Your objective> Set out every row below as a numbered list, leaving out any blank lines.

Data for this task>
·····

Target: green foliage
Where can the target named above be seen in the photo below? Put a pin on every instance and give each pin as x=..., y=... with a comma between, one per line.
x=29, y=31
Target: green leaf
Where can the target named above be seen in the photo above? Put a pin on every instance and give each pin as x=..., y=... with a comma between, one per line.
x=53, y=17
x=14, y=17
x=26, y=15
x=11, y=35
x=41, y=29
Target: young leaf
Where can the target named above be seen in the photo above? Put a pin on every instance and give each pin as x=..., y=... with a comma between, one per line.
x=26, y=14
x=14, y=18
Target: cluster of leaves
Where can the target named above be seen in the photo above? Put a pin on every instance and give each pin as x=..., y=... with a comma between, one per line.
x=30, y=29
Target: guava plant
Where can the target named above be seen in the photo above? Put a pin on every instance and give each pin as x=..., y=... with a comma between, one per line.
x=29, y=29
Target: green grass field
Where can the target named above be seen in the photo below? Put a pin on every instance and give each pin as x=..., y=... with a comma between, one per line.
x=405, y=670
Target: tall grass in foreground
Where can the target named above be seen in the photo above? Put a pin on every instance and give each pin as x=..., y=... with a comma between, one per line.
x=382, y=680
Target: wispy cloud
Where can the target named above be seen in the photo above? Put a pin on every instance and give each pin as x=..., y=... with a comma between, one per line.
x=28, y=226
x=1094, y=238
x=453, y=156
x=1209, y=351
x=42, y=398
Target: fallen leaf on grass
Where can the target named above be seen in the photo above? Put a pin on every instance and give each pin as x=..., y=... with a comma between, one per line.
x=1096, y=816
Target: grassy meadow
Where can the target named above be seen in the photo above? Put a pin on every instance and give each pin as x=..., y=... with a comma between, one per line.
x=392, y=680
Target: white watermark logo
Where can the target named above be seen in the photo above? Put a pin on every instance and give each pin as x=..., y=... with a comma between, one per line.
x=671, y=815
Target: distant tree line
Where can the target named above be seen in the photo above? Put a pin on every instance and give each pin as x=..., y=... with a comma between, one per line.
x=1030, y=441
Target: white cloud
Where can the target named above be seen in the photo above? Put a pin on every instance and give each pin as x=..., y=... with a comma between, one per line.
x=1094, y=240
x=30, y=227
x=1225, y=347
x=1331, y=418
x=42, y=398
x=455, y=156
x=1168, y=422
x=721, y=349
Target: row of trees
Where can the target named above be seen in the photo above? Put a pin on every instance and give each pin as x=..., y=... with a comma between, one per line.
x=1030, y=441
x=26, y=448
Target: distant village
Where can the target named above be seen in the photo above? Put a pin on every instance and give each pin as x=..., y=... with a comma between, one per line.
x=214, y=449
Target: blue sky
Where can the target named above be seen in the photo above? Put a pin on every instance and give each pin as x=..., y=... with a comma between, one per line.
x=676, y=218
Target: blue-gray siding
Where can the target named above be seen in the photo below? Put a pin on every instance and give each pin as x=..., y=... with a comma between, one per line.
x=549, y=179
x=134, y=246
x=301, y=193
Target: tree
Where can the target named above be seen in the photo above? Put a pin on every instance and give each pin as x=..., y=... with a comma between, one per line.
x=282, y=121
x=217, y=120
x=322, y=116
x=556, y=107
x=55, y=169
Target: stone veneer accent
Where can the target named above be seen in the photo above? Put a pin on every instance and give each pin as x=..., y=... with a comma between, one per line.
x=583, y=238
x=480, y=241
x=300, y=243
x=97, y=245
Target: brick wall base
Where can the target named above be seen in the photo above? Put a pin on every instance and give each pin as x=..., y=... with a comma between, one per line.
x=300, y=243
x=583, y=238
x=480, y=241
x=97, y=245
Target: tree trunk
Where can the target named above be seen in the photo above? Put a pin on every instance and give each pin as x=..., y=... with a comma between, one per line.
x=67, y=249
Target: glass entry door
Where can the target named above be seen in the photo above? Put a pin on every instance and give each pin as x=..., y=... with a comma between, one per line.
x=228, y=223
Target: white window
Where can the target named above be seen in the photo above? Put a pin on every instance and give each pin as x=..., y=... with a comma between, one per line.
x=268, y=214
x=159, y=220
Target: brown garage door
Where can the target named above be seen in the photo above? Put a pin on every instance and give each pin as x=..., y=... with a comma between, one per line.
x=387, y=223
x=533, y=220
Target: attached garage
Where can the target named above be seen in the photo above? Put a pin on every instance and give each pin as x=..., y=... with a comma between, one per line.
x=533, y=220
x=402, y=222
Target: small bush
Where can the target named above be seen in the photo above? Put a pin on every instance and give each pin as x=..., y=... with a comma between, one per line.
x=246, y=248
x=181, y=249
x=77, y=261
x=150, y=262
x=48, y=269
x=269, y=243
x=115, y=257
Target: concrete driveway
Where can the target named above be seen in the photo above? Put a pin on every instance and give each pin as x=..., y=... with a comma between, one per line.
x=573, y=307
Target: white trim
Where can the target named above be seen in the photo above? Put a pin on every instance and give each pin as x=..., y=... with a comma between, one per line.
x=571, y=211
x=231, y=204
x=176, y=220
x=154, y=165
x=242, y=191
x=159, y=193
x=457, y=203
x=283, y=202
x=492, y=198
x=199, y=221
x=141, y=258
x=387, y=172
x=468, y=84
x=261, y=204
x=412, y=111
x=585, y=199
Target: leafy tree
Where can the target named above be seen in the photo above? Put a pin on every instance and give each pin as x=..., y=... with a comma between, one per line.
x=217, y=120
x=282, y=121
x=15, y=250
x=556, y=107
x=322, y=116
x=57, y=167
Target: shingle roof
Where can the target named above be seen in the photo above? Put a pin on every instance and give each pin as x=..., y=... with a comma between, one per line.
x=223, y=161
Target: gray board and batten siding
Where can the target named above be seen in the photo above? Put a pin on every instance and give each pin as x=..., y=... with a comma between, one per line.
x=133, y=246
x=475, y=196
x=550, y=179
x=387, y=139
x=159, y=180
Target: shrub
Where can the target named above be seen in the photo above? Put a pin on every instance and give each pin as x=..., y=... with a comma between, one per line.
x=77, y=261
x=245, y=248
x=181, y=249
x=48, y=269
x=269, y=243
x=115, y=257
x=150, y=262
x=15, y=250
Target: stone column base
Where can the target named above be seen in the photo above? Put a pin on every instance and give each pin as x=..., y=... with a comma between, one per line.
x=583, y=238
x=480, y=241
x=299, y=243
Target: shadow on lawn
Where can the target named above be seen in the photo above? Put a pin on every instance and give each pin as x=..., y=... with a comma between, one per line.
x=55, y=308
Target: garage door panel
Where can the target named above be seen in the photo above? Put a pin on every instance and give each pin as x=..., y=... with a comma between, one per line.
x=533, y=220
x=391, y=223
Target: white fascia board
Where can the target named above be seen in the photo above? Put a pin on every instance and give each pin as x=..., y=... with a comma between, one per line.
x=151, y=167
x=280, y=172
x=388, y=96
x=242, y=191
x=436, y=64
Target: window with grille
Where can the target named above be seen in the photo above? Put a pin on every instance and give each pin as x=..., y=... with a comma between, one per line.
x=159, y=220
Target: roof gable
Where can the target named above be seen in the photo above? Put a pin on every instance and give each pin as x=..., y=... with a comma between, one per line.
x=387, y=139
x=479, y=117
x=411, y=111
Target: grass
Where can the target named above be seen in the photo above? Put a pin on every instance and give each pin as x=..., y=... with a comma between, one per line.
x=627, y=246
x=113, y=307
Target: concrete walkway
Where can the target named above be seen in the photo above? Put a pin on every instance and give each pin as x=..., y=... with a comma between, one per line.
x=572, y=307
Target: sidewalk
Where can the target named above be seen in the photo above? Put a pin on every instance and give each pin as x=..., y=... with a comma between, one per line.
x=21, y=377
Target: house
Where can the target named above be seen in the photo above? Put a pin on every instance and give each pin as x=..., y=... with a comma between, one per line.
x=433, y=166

·····

The output>
1. Target: green foliage
2. Where can the target named above be seen in the photo below? Put a pin on every instance and give each pin as x=..., y=... with a comma between, one per line.
3. x=29, y=31
4. Target: green leaf
5. Where can the target named above be seen in the photo above? Put a pin on every instance and give each pin as x=..., y=... with a comma between, one per line.
6. x=53, y=17
7. x=14, y=17
8. x=26, y=15
9. x=11, y=35
10. x=41, y=29
11. Target: young leaf
12. Where can the target named above be seen in the photo above? Put a pin on every instance and give each pin as x=..., y=... with a comma between, one per line.
13. x=26, y=14
14. x=14, y=18
15. Target: cluster of leaves
16. Where can the target named above be seen in the photo above? Put a pin on every instance and give each pin as x=..., y=... with a comma between, one per line.
17. x=30, y=29
18. Target: guava plant
19. Where can the target named above be seen in the photo above? Put a pin on every instance and give each pin as x=..., y=... with a comma between, one per line.
20. x=29, y=29
21. Target: green grass field
22. Where can the target named above be seen in the photo below? Put a pin on every instance and give each pin as x=..., y=... with a comma between, one per line.
23. x=405, y=670
24. Target: tall grass in foreground
25. Where can the target named above be seen in the photo above? Put a pin on every instance and give each pin as x=..., y=... with a comma between, one per line.
26. x=382, y=680
27. Target: wispy cloud
28. Where can the target named above be seen in the photo above? Put a pin on every instance and give each pin as x=..., y=... with a comma between, one per line.
29. x=28, y=226
30. x=1094, y=238
31. x=453, y=156
32. x=1209, y=351
33. x=42, y=398
34. Target: fallen leaf on grass
35. Where can the target named above be seen in the photo above? Put a pin on every instance and give each pin as x=..., y=... with a comma between, one per line.
36. x=1096, y=816
37. Target: grassy meadow
38. Where can the target named above be seen in the photo above? Put a pin on every instance and give each pin as x=..., y=... with a comma between, one per line.
39. x=392, y=680
40. Target: white watermark logo
41. Where can the target named above be seen in the photo above? Put a pin on every instance and give each pin as x=..., y=... with a comma between, one per line.
42. x=671, y=815
43. Target: distant tree line
44. Where can the target named above be seen in the photo above? Put a pin on every instance and give each pin as x=..., y=... with a comma between, one per line.
45. x=1030, y=441
46. Target: white cloud
47. Where can the target named above be seen in the photo above? Put a pin on every instance and give each pin as x=..., y=... with a comma between, one per line.
48. x=1094, y=240
49. x=30, y=227
50. x=1225, y=347
51. x=1331, y=418
52. x=42, y=398
53. x=455, y=156
54. x=1168, y=422
55. x=721, y=349
56. Target: row of trees
57. Where can the target named above be seen in the photo above? Put a pin on every instance and give each pin as x=..., y=... with a comma between, one per line.
58. x=1030, y=441
59. x=26, y=448
60. Target: distant village
61. Where can the target named above be seen in the photo above? Put a pin on every instance and give each pin as x=..., y=... with a comma between, one per line.
62. x=214, y=449
63. Target: blue sky
64. Where can the target named above be seen in the photo above? Put a pin on every instance and give each pin as x=..., y=... with a comma between, one per line.
65. x=676, y=218
66. Target: blue-gray siding
67. Where can the target named above be seen in the photo below? Put a pin on every instance and give each pin as x=..., y=... with a comma between, one per line.
68. x=549, y=179
69. x=134, y=246
70. x=301, y=193
71. Target: tree
72. Where can the target named above be seen in the photo above? Put a pin on every instance and give each pin as x=..., y=... with a comma between, one per line.
73. x=282, y=121
74. x=217, y=120
75. x=322, y=116
76. x=556, y=107
77. x=55, y=169
78. Target: stone veneer accent
79. Where can the target named above be seen in the photo above? Put a pin on every instance and give each pin as x=..., y=... with a comma between, one per line.
80. x=583, y=238
81. x=480, y=241
82. x=300, y=243
83. x=97, y=245
84. Target: brick wall base
85. Where can the target named above be seen in the photo above? Put a pin on every instance and give each pin as x=..., y=... with a comma between, one per line.
86. x=300, y=243
87. x=583, y=238
88. x=480, y=241
89. x=97, y=245
90. Target: tree trunk
91. Where can the target named above be seen in the photo above? Put a pin on every instance and give each pin as x=..., y=... with a comma between, one per line.
92. x=67, y=249
93. Target: glass entry door
94. Where can the target named above be seen in the photo above? Put a pin on every instance and give each pin as x=..., y=... with a comma between, one per line.
95. x=228, y=223
96. Target: white window
97. Where can the target named above be seen in the photo above? Put a pin on every instance and give each pin as x=..., y=... with a comma between, one per line.
98. x=268, y=214
99. x=159, y=220
100. Target: brown garage door
101. Where can the target named above be seen in the photo above? Put a pin on every instance and give each pin as x=..., y=... with a comma between, one per line.
102. x=387, y=223
103. x=533, y=220
104. Target: attached garage
105. Where can the target named above be seen in the photo above? Put a pin on every instance and give each pin as x=..., y=... with a comma between, one per line.
106. x=533, y=220
107. x=402, y=222
108. Target: small bush
109. Where can the target named above be seen in the photo above? Put a pin on every instance and give each pin as x=..., y=... with a comma between, one per line.
110. x=246, y=248
111. x=181, y=249
112. x=77, y=261
113. x=150, y=262
114. x=48, y=269
115. x=269, y=243
116. x=115, y=257
117. Target: concrete driveway
118. Where can the target named above be seen in the photo above? Put a pin on every instance and give each pin as x=..., y=... with a comma between, one per line.
119. x=573, y=307
120. Target: white trim
121. Where can the target named above be seen in the photo above? Put a pin on every instance and give each pin as x=..., y=... with a comma between, one per line.
122. x=571, y=211
123. x=231, y=204
124. x=176, y=220
125. x=154, y=165
126. x=242, y=191
127. x=159, y=193
128. x=457, y=203
129. x=283, y=202
130. x=492, y=198
131. x=199, y=221
132. x=141, y=258
133. x=387, y=172
134. x=468, y=84
135. x=261, y=204
136. x=412, y=111
137. x=585, y=199
138. Target: leafy tree
139. Where can the target named above be seen in the photo above? Put a pin on every instance and give each pin as x=..., y=... with a comma between, one per line.
140. x=217, y=120
141. x=282, y=121
142. x=15, y=250
143. x=556, y=107
144. x=322, y=116
145. x=57, y=167
146. Target: shingle roof
147. Where can the target named above be seen in the photo above? Put a pin on every instance and give each pin as x=..., y=... with a comma between, one per line.
148. x=223, y=161
149. Target: gray board and batten siding
150. Where can the target named above be seen in the photo above? Put a pin on every instance and give each pin as x=..., y=... with a comma between, one per line.
151. x=133, y=246
152. x=475, y=196
153. x=550, y=179
154. x=387, y=139
155. x=159, y=180
156. Target: shrub
157. Where can the target named above be seen in the photo above? Put a pin on every instance and give each pin as x=..., y=... with a comma between, one per line.
158. x=77, y=261
159. x=245, y=248
160. x=181, y=249
161. x=48, y=269
162. x=269, y=243
163. x=115, y=257
164. x=150, y=262
165. x=15, y=250
166. Target: stone column base
167. Where can the target named above be seen in the photo above? Put a pin on every instance and give each pin as x=..., y=... with a comma between, one per line.
168. x=583, y=238
169. x=480, y=241
170. x=299, y=243
171. Target: shadow on lawn
172. Where can the target named above be seen in the photo above? Put a pin on every instance and give each pin as x=..., y=... with a comma between, one per line.
173. x=55, y=308
174. Target: garage door panel
175. Where can the target named above be seen in the photo above? Put a pin on every instance and give each pin as x=..., y=... with a comma between, one per line.
176. x=533, y=220
177. x=391, y=223
178. Target: white fascia board
179. Where can the target named above be seen in the photo above? Put a pin on every instance and give each pin as x=..., y=... with a comma between, one per line.
180. x=151, y=167
181. x=280, y=172
182. x=388, y=96
183. x=242, y=191
184. x=436, y=64
185. Target: window with grille
186. Where can the target named above be seen in the photo above? Put a pin on every instance and give each pin as x=..., y=... with a comma between, one per line.
187. x=159, y=220
188. Target: roof gable
189. Where can the target named above be seen in the photo above? Put a pin on every instance and give each pin as x=..., y=... with a comma between, one per line.
190. x=387, y=139
191. x=479, y=117
192. x=411, y=111
193. Target: grass
194. Where can the target named above be seen in the photo above? Put a pin on every instance and give each pin as x=..., y=... with a comma between, one per line.
195. x=627, y=246
196. x=113, y=307
197. Target: concrete walkway
198. Where can the target named above be seen in the photo above? Put a pin on every instance and give each pin as x=..., y=... with a comma between, one per line.
199. x=572, y=307
200. Target: sidewalk
201. Where can the target named above be seen in the photo above? Put a pin on every instance and give each pin as x=..., y=... with a comma between, one per line.
202. x=21, y=377
203. Target: house
204. Where can the target named above be seen in the photo above? Put a pin on every instance and give each pin as x=..., y=... with a comma between, one per line.
205. x=433, y=166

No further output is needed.